* _Dataset entries_:
++++++
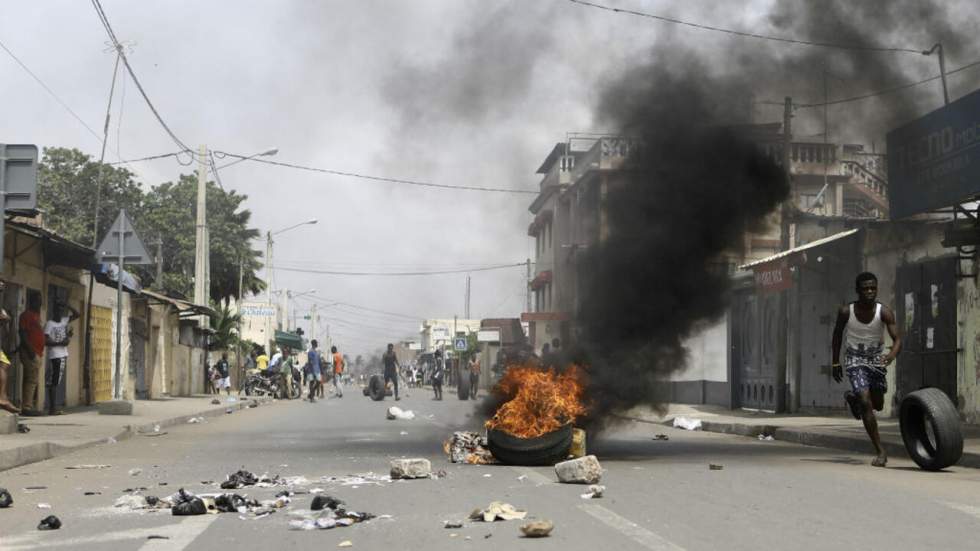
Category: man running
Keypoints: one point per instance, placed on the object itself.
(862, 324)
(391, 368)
++++++
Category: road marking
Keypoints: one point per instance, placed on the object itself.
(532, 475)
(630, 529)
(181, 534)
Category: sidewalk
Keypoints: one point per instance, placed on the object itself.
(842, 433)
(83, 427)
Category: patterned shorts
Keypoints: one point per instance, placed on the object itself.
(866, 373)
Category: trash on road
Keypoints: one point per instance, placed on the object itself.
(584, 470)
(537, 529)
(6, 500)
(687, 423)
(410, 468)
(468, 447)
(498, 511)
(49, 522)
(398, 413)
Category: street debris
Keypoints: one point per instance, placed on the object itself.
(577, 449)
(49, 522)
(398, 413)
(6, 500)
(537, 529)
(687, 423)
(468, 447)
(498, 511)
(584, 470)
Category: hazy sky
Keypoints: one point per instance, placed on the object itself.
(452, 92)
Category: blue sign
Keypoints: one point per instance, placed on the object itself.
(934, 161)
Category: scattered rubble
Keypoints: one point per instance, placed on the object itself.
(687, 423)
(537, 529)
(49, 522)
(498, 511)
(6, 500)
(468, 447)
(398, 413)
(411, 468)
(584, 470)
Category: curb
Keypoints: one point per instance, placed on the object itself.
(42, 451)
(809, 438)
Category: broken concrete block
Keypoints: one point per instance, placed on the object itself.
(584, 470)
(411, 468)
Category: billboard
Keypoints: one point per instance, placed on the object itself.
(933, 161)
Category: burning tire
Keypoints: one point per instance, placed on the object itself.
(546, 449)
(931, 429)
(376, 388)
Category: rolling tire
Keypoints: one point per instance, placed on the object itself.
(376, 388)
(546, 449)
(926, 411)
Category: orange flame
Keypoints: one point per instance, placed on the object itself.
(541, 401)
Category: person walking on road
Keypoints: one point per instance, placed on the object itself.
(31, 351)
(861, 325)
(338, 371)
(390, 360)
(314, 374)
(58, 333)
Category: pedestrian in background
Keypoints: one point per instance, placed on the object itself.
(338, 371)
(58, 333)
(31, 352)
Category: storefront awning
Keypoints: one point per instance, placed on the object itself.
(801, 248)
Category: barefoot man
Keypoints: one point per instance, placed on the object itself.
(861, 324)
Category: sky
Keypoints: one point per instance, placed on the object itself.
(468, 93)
++++++
* _Prompt_:
Locate each line in the material above that contains the word "road", and copy those lines out.

* _Answer to this task_:
Category: road marking
Category: trash on road
Category: person walking on road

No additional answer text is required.